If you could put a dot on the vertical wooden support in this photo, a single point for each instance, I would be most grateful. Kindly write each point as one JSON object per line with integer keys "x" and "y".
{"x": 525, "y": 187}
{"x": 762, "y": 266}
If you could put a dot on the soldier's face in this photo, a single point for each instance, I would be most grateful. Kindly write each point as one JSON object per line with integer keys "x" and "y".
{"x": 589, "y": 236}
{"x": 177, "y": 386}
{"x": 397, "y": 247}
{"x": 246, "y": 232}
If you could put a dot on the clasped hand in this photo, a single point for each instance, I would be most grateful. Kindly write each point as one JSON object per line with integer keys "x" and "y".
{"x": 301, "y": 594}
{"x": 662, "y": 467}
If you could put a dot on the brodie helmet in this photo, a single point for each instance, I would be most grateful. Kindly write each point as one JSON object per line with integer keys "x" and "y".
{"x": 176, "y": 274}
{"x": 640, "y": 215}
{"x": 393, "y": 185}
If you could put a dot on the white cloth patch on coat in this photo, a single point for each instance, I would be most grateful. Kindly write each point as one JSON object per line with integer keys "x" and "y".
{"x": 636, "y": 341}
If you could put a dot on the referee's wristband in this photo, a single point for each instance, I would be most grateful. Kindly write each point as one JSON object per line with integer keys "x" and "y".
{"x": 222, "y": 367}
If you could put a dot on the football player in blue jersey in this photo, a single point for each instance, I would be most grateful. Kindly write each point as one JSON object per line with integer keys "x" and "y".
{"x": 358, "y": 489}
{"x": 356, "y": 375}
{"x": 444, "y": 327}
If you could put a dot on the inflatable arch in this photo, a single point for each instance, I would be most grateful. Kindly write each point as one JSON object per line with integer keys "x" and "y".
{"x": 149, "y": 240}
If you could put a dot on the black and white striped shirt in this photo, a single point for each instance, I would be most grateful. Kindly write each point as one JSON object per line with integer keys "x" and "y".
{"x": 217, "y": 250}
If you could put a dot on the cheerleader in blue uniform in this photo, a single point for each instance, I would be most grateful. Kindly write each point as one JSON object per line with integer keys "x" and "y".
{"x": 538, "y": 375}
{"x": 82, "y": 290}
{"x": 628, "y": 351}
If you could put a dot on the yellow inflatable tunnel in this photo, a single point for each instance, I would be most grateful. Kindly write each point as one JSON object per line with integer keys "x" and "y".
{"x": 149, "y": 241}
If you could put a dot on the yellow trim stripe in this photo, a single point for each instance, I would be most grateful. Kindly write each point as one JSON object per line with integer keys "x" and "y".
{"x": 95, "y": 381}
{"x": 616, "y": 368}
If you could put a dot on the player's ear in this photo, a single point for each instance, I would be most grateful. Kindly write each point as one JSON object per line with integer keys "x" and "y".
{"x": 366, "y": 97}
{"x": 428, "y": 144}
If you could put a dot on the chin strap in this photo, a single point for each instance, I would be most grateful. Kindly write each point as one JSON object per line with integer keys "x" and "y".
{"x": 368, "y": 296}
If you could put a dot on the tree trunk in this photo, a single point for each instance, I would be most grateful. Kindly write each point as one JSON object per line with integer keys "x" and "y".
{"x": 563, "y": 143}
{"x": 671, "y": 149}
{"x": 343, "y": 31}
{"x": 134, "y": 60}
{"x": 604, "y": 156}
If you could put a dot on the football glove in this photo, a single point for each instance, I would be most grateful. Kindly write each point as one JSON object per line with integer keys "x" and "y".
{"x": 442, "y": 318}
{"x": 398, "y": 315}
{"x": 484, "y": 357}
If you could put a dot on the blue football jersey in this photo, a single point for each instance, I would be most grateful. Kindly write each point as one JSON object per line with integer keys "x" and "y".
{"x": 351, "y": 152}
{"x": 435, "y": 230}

PROBLEM DESCRIPTION: Take the lines above from the one holding "If you could put a dot on the tree" to the last and output them exactly.

EXPECTED ANSWER:
If you could put a dot on the tree trunk in this photo, a single point for each instance, I would be most grateful. Kindly write each point as one JSON object per line with integer keys "x" and "y".
{"x": 563, "y": 143}
{"x": 671, "y": 149}
{"x": 343, "y": 31}
{"x": 134, "y": 60}
{"x": 604, "y": 156}
If you could put a dot on the football glove in this photo, a single point for each instance, I would be most grateful. Kindly write each point as one JSON object per line with integer keys "x" and "y".
{"x": 442, "y": 318}
{"x": 398, "y": 315}
{"x": 484, "y": 357}
If you could put a dot on the blue football jersey in this photo, a single point for each instance, I would be most grateful. Kindly write each point as one JSON object per line with integer keys "x" and "y".
{"x": 351, "y": 152}
{"x": 435, "y": 230}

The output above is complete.